◆ **Consigne 1**
D'après l'extrait, combien d'enfants Margaret avait-elle déjà à vingt-six ans ?
◆ **Consigne 2**
Recopiez le passage de l'extrait compris entre « Irlande, au seuil » et « suivre le fil. », ces deux bornes incluses.

◆ **Extrait**
◇ ◇ ◇ ◇ ◇

Du 15 mai au 19 juin à 19h
La Scala, Paris
14 Mai 2024
Kelly Rivière n’a peur de rien. Seule en scène pendant une heure et demie, elle déploie devant nous une galerie de personnages attendrissants et hauts en couleur.
Irlande, au seuil des années 1950. Un homme a disparu, avalé par la brume ou le rythme des marées. Nul ne sait ce qu’il est advenu de lui. Comme beaucoup d’Irlandais, chassés par la misère, Peter O’Farrell avait quitté son pays pour gagner Londres à même pas vingt ans. Il avait épousé Margaret, qu’il avait engrossée encore et encore. À vingt-six ans elle avait déjà six enfants. Dans la famille, on ne parlait pas du grand-père. Seulement qu’il était ivrogne et noyait son chagrin dans l’alcool. Quand une chape de silence s’étend sur ceux qui vous entourent, on veut savoir. C’est ce que fait Kelly Rivière, sa petite fille quand elle décide de repartir sur ses traces et de suivre le fil.
La remontée du temps et le retour aux sources
C’est quand même extraordinaire d’avoir un aïeul disparu dont on ne sait s’il est vivant ou mort mais qu’on considère comme perdu. À ses questions, les membres de sa famille détournent la conversation ou répondent sans cesse à côté. Et puis la famille, en Angleterre, ce n’est plus grand-chose. Jusqu’à l’accent qui s’est perdu mais ressurgit parfois chez sa mère au détour d’une expression, dans les rares occasions où le vernis craque. Alors Kelly décide de remonter le cours de la « rivière » pour essayer d’en savoir plus, retourner à la source, cette Irlande qu’elle impose à sa mère comme un voyage nécessaire. La quête de son grand-père disparu se confond avec la recherche de ses origines. Celle d'une population marginalisée en Angleterre dans les années 1950, accueillie par des pancartes : « No Blacks, no Irish, no Dogs. »

◇ ◇ ◇ ◇ ◇

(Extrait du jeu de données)
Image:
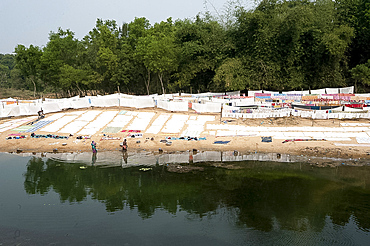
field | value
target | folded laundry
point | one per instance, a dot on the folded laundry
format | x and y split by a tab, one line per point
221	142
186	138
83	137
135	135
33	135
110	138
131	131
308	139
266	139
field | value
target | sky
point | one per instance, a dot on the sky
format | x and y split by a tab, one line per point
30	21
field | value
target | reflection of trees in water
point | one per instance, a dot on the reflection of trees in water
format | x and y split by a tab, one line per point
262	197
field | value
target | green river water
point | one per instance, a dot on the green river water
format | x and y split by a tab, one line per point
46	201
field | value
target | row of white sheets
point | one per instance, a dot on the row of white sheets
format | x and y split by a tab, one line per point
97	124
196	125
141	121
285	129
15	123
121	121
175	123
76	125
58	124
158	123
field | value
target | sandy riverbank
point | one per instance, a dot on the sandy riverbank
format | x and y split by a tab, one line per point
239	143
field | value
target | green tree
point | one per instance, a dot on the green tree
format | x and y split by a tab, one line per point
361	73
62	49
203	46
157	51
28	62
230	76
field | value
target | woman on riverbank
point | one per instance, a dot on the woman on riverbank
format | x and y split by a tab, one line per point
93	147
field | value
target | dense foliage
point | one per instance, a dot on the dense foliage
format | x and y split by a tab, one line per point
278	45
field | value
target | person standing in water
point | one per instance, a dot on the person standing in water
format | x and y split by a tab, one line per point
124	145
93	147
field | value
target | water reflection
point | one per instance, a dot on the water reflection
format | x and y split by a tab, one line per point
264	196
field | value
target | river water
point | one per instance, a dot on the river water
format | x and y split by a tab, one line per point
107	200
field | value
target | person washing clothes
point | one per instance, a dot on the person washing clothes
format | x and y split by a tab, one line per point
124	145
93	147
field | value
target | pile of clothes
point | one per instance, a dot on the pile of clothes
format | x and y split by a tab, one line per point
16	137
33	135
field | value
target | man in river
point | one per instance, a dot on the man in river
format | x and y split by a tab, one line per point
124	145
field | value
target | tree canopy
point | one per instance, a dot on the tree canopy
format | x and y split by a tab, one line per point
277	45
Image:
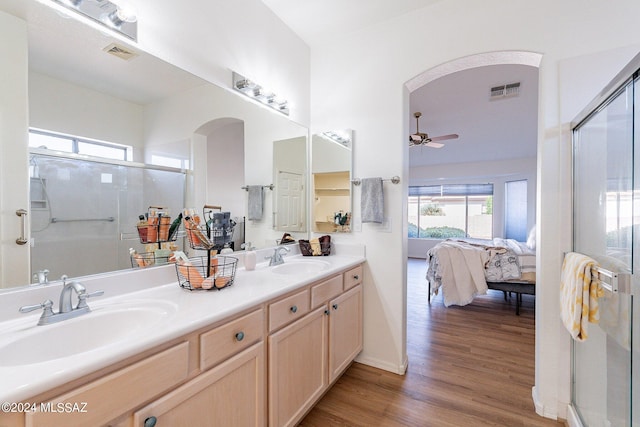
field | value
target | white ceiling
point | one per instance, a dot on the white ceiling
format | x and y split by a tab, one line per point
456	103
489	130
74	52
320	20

◇ ◇ ◇ ◇ ◇

◆ **Réponse 1**
Six enfants.

◆ **Réponse 2**
Irlande, au seuil des années 1950. Un homme a disparu, avalé par la brume ou le rythme des marées. Nul ne sait ce qu’il est advenu de lui. Comme beaucoup d’Irlandais, chassés par la misère, Peter O’Farrell avait quitté son pays pour gagner Londres à même pas vingt ans. Il avait épousé Margaret, qu’il avait engrossée encore et encore. À vingt-six ans elle avait déjà six enfants. Dans la famille, on ne parlait pas du grand-père. Seulement qu’il était ivrogne et noyait son chagrin dans l’alcool. Quand une chape de silence s’étend sur ceux qui vous entourent, on veut savoir. C’est ce que fait Kelly Rivière, sa petite fille quand elle décide de repartir sur ses traces et de suivre le fil.